==== Text extract

Jul 282021
 

 

(DGR compiled the following four reviews to help clear out his backlog.)

The first one of these smaller and shorter review roundups was pretty death metal focused and also well-travelled, taking us all over planet Earth in the quest for the finest gurgles and blastbeats upon which to gorge ourselves. It also helped alleviate some of the guilt of having such a massive collection of bands I’d wanted to write about but was quickly watching the sand dwindle on available time given that we’re slowly crawling towards another likely back half of the year flood.

However, as is always the case, there was still another collection waiting in the wings and this one much more diverse across the musical spectrum, though equally world-traveling. Mileage-wise it may be a little more concentrated, as it’s fairly European-focused but we do reach the outskirts a bit, with this roundup taking us to places like a France/Sweden combo act, all the way to Texas, to the Netherlands, to Greece, to the wild and exotic reaches of Sacramento, California.

If that seems like a wild mess, then let me assure you, this collection of music is also wild, but after this I may be as close to having a clean slate as I’m ever going to get. So, let’s start my second attempt at a ‘shorter’ review roundup and get this ball rolling.

 

 

Enshine – Transcending Fire EP

 

It hadn’t ocurred to me that it’s been nearly six years since the release of the space-synth and ethereal doom duo Enshine’s second album Singularity up until the moment the band said it had been so. While the group are deep in the salt mines hammering out a third release, they have emerged just long enough to unleash an EP of new music entitled Transcending Fire – which the band describe on their Bandcamp page as “an exploration of new sonic territory yet retaining the trademark atmosphere of Enshine…”

And honestly, I think I’m still at the point in Enshine’s career where just about any new stuff from the duo is likely to gather my interest whether they decide to reach further into the musical galaxy or not. Hell, there’s enough of me enamored with Jari Lindholm‘s guitar playing that he was the beneficiary of one of the few times I glanced at an instrumental release this year. Which may be a benefit to Transcending Fire in some ways given that its last two songs are instrumental – one is a newer acoustic take on the song “Constellation” and the other is a new track entitled “Ascend”.

What’s interesting with Transcending Fire is that despite its initial pitch as exploration of new musical boundaries it plays more like a fairly natural step forward in the direction Enshine had already been pursuing with some of the moodier pieces on Singularity. That’s why the title track having a healthy amount of clean singing and harsh vocal interplay isn’t too surprising, but instead plays out fairly organically. It fits gorgeously together. As the song drags itself from one swelling background synth and distant and cold guitar melody to another, you can see that even though there had been a pretty sizable gap between releases, Sebastien and Jari haven’t lost track of what made Enshine work.

“Awake In Void”, on the other hand, is worth a glance due to how closely it hews to the death and doom subgenre. There are times throughout the song’s opening moments when you could see the song standing shoulder-to-shoulder with some of October Tide‘s recent efforts, especially once the double-bass work starts to kick in behind that bouncing rhythm riff.

Enshine have made a name for gorgeous, spacier-sounding work, so having them drop the hammer down again is a pleasant surprise.

 

 

 

 

Asylum – Sharpen

 

Sharpen, the newest release from Texas tech-death crew Asylum, asks a lot of you. There are few albums out there that aren’t firmly in the doom or prog-reaches that post numbers like thirteen songs – and reiterating here, actual songs, no interstitials separated out to puff up track count – and an hour and twenty minutes long.

========

Stated task 1 |
List every place the review roundup's introduction says this collection travels to.
Stated task 2 |
Answer these questions using the review roundup:
(a) How many reviews did DGR compile for it?
(b) How long has it been since Enshine released Singularity?
(c) How many songs are on Asylum's Sharpen?
Stated task 3 |
Write the next part of the review roundup, picking up right after its final sentence about Asylum's Sharpen.
The records have no connection to the review roundup.

==== Dataset records

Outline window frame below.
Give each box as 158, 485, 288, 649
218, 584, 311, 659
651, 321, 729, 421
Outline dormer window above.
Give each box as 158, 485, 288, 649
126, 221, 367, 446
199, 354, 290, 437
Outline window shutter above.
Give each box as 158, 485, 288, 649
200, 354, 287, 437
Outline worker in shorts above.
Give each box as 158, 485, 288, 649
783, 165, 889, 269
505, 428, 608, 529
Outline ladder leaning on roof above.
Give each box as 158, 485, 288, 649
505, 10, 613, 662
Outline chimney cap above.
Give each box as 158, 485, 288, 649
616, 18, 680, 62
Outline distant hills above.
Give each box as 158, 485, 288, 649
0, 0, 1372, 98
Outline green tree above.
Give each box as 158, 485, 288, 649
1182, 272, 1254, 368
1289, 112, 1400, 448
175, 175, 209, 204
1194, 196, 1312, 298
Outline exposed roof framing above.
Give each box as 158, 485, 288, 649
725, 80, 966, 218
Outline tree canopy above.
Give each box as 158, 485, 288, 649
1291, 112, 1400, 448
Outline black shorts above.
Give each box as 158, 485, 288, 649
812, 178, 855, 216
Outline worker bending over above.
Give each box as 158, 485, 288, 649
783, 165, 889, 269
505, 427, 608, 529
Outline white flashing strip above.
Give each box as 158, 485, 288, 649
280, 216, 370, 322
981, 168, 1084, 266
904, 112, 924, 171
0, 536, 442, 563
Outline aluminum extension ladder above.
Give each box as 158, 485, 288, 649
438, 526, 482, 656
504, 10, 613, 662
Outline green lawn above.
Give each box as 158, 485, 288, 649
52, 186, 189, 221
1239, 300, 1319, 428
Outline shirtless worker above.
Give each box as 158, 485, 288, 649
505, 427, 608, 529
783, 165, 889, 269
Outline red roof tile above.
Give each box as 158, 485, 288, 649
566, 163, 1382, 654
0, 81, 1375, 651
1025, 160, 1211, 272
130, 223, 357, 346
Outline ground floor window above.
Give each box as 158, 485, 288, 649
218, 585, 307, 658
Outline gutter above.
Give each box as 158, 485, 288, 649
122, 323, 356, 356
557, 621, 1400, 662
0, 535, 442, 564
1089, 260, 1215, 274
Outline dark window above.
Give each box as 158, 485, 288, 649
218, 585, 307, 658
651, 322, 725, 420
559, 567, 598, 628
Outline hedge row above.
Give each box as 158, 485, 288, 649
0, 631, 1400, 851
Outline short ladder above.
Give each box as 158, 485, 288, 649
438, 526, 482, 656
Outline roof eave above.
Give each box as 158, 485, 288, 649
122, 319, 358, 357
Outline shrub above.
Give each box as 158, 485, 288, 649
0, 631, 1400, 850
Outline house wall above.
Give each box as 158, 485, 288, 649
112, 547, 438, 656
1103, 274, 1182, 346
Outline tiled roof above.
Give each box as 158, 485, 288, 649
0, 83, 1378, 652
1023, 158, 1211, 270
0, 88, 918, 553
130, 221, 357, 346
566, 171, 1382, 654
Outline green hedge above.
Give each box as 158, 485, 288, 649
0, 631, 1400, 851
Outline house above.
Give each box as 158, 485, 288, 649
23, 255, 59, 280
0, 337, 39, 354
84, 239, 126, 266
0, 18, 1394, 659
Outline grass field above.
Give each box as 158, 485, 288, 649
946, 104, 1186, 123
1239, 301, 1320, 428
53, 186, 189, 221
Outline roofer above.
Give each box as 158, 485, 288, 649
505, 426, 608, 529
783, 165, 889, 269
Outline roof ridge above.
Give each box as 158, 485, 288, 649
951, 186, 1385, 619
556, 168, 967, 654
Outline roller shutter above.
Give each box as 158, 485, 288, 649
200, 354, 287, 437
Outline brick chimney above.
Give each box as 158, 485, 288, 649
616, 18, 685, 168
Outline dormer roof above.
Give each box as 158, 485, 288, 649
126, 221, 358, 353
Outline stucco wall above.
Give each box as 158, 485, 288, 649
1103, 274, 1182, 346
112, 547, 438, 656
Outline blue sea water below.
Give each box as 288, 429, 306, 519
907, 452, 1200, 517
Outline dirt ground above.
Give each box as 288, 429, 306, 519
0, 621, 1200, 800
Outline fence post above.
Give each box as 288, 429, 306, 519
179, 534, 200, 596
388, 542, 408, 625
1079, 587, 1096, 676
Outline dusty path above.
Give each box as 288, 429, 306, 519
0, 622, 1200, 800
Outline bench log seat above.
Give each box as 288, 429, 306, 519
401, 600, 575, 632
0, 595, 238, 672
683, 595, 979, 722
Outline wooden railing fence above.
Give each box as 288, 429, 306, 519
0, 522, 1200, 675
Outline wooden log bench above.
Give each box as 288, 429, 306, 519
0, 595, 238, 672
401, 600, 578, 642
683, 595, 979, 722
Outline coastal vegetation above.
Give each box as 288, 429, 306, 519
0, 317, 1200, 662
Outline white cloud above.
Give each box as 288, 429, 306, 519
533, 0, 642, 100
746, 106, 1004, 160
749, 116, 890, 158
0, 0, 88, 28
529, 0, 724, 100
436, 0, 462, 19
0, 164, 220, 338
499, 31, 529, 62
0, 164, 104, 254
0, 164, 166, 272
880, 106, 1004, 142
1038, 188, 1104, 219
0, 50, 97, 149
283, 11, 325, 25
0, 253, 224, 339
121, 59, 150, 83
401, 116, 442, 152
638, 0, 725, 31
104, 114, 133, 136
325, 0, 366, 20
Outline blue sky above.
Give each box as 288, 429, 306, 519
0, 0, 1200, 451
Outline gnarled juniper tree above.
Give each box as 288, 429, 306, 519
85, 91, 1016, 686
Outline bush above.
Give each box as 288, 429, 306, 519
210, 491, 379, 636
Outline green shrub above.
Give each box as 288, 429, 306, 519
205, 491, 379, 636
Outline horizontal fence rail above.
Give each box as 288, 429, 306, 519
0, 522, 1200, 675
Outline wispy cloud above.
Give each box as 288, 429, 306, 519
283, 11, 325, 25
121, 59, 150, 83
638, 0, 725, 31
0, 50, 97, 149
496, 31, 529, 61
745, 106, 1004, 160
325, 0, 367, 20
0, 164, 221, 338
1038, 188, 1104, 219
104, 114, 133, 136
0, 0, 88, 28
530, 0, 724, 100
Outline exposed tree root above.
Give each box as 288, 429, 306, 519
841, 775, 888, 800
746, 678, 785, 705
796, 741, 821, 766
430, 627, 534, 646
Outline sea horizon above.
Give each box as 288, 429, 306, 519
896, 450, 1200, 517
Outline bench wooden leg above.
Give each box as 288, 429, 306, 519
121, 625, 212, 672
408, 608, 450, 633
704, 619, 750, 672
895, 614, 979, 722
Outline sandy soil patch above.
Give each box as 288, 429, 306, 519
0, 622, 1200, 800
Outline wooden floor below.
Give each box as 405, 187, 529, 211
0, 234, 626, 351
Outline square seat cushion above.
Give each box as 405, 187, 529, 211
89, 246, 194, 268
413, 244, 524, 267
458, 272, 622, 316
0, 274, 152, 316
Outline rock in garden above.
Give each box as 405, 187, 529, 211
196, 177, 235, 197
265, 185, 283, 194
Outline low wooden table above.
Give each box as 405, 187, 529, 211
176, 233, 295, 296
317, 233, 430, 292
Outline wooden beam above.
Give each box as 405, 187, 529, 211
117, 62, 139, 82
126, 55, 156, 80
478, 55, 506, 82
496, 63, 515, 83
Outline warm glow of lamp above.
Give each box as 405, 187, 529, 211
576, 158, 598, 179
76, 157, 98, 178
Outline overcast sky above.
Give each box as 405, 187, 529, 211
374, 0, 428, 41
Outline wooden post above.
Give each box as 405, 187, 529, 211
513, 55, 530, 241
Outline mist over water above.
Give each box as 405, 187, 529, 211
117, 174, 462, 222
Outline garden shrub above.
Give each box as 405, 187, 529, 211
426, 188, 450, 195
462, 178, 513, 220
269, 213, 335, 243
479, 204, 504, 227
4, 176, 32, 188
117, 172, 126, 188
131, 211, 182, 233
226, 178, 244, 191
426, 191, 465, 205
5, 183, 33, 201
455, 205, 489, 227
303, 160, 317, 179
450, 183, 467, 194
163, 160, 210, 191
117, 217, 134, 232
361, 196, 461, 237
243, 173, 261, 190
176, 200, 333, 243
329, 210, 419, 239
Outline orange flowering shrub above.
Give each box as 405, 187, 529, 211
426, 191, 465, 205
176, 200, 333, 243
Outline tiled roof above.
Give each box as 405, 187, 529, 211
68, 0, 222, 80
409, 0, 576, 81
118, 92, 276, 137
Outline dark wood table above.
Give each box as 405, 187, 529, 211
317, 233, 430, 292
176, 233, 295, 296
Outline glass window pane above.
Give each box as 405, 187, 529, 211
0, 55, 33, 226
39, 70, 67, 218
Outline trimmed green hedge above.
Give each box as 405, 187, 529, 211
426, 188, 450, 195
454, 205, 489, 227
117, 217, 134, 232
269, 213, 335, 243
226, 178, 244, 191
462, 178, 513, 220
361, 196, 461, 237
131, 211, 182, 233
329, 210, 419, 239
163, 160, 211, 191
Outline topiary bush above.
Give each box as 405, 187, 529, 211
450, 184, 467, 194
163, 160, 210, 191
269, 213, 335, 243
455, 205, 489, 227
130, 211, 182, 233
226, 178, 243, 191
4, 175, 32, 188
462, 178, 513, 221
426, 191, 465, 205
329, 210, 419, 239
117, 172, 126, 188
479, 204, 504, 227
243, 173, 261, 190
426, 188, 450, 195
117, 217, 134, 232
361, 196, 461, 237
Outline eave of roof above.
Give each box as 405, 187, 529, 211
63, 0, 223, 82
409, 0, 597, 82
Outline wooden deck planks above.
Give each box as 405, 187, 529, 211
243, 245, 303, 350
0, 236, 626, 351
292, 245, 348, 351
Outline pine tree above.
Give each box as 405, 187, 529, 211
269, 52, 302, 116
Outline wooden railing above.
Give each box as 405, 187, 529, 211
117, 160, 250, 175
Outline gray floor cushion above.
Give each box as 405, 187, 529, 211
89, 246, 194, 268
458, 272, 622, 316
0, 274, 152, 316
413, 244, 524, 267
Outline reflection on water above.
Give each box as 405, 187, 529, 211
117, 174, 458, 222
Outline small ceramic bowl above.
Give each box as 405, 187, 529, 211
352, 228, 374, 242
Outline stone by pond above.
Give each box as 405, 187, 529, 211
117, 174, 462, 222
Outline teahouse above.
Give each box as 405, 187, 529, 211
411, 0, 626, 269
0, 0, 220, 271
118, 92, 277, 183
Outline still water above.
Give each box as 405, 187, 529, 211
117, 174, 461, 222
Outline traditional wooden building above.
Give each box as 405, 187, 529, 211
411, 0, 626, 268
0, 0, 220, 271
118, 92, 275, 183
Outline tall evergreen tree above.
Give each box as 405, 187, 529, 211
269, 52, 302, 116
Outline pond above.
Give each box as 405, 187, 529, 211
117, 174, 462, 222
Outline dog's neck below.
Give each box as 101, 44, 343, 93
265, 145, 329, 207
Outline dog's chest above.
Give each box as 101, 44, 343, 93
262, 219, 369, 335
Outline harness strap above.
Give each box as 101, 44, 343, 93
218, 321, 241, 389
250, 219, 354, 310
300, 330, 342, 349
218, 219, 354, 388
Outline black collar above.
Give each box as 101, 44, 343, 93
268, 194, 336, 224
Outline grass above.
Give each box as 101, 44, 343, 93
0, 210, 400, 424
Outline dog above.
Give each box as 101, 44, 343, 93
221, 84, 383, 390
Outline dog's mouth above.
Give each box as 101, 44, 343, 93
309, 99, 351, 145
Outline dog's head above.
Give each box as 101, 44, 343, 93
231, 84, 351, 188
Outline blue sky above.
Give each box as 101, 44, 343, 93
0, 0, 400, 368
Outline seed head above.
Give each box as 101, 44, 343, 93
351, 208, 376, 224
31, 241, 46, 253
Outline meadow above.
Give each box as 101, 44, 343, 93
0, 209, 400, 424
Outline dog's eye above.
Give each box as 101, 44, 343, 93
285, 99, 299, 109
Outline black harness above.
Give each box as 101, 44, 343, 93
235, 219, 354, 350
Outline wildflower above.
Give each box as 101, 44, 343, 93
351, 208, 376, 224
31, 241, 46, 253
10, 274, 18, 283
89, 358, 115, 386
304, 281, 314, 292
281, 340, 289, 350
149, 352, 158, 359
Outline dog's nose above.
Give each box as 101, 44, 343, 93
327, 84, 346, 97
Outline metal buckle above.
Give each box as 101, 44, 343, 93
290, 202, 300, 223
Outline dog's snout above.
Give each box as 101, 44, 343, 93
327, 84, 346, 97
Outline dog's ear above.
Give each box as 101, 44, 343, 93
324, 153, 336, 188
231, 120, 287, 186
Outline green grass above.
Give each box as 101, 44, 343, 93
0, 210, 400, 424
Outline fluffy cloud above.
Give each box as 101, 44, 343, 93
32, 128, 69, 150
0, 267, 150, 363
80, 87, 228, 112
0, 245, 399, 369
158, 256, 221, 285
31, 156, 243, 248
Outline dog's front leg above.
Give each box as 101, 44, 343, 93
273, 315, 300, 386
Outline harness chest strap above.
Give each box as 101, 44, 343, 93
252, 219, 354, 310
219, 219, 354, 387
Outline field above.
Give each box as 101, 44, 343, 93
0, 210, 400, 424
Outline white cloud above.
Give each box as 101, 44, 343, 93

========

Expected answer 1 |
a France/Sweden combo act, Texas, the Netherlands, Greece, Sacramento, California

Expected answer 2 |
(a) Four
(b) Nearly six years
(c) Thirteen

Expected answer 3 |
Clearly, the band took every single minute of their four years between Sharpen and their 2017 release Psalms Of Paralysis – which comes highly recommended on this end – and decided they were going to spend it experimenting every which way when it came to their new music. How else, one wonders, do you shift from an album of black and white skeletal figure collage to the multicolor and purple-dominated, near ToolParabola/10,000 Days-era, artwork of Sharpen?

It also shows in the music when you take Sharpen as a whole. This is one of those releases – somewhat like Ominous Ruin’s Amidst Voices That Echo In Stone earlier this year – that ends in a very different place than where it starts. Of course, that’s bound to happen when you have a couple of real weighty songs within your hour-twenty run time, though one of them is mostly ambient noise, so almost eleven minutes of “Bite The Guiding Hand” can be initially deceiving.

Sharpen – like many of its classmates – is filled with interesting ideas and a wall-to-wall songwriting approach. The group have pulled a little bit away from the Cattle Decapitation influence that seemed to be peeking its head through the wall, The Shining style, on Psalms Of Paralysis and instead experiment with a whole bunch of new ideas, which makes Sharpen come across as an adventurous and ambitious album for a group only on their second full-length.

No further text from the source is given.